> RECORDS FOR THIS EXERCISE

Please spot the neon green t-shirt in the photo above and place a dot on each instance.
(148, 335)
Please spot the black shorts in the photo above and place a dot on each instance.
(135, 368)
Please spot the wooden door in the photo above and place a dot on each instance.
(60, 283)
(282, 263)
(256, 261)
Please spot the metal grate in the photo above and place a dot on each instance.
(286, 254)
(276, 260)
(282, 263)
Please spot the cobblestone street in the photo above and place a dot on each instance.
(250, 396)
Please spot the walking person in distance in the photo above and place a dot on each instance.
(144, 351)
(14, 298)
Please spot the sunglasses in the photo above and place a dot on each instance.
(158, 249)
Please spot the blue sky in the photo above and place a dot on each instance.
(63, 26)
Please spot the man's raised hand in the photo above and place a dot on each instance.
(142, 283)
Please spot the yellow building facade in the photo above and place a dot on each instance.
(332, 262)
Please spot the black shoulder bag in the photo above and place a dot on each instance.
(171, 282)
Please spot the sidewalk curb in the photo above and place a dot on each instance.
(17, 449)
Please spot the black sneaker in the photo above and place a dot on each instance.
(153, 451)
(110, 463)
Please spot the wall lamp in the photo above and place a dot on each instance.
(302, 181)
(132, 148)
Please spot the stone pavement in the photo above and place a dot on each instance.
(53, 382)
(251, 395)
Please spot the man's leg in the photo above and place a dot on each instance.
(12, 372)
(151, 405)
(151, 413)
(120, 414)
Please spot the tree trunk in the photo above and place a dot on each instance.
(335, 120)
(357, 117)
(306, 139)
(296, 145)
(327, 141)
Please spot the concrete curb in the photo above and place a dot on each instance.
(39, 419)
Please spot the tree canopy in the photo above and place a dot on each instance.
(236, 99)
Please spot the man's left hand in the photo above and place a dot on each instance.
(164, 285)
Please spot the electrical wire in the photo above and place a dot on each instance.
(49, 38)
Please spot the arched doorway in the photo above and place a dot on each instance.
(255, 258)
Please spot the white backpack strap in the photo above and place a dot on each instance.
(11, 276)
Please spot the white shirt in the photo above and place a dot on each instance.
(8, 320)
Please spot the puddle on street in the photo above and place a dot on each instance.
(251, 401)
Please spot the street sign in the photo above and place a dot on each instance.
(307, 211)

> GIVEN INSTRUCTION
Convert every line of the rows above into a JSON list of strings, one string per line, with blank lines left out.

> EXERCISE RESPONSE
[
  "Please spot the neon green t-shirt in the photo above and place a dot on each instance.",
  "(148, 335)",
  "Please spot the black shorts in the photo above and place a dot on each instance.",
  "(135, 368)",
  "Please spot the wooden door in the photo above and place a dot on each instance.",
  "(60, 283)",
  "(282, 263)",
  "(256, 261)",
  "Please spot the metal grate in the photo above and place a dot on each instance.",
  "(286, 254)",
  "(276, 260)",
  "(282, 263)",
  "Please spot the cobblestone street in the photo above and place a dot on each instance.",
  "(250, 396)",
  "Please spot the walking person in distance in the photo above and place a dot on each instance.",
  "(144, 351)",
  "(14, 298)",
  "Please spot the sunglasses in the photo above and place a dot on each instance.",
  "(158, 249)",
  "Please spot the blue sky in the photo above and place a dot on each instance.",
  "(63, 26)",
  "Please spot the man's raised hand in the photo above and place a dot on each instance.",
  "(142, 283)",
  "Please spot the yellow building facade in the photo above and place a dot on each instance.",
  "(332, 262)",
  "Please spot the black shoulder bag in the photo above and place a dot on each instance.",
  "(171, 282)",
  "Please spot the sidewalk curb in the photo above and place a dot on each instance.",
  "(17, 449)",
  "Please spot the black sneaker in the photo above and place a dot on each instance.",
  "(153, 451)",
  "(110, 463)",
  "Please spot the wall lamp in the photo above and place a dot on each instance.",
  "(302, 181)",
  "(132, 148)",
  "Please spot the stone pavement in the photo above and place a dot on each instance.",
  "(53, 382)",
  "(251, 395)",
  "Please spot the man's leg in the photo above and place a dot on each instance.",
  "(12, 372)",
  "(151, 405)",
  "(151, 413)",
  "(120, 414)",
  "Please spot the tree trunk in the photo above and place a dot on each instance.",
  "(335, 120)",
  "(357, 117)",
  "(306, 139)",
  "(296, 145)",
  "(327, 141)",
  "Please spot the concrete curb in the photo above and place a dot on each instance.",
  "(39, 419)",
  "Please spot the tree canopy in the photo above and place a dot on each instance.",
  "(236, 99)",
  "Please spot the man's left hand in the photo above and place a dot on each instance.",
  "(164, 285)",
  "Please spot the electrical wire in the photo above and place a dot on each instance.",
  "(49, 38)",
  "Please spot the arched doorway in the photo above and place a dot on each instance.",
  "(255, 258)",
  "Please spot the white backpack strap in the photo above and place a dot on each instance.",
  "(11, 276)",
  "Please spot the white shirt in the photo above and place a dot on each instance.",
  "(8, 320)",
  "Please spot the puddle on street in the photo above and place a dot on each instance.",
  "(251, 401)",
  "Please spot the street sign in the photo above and place a dot on each instance.",
  "(307, 211)"
]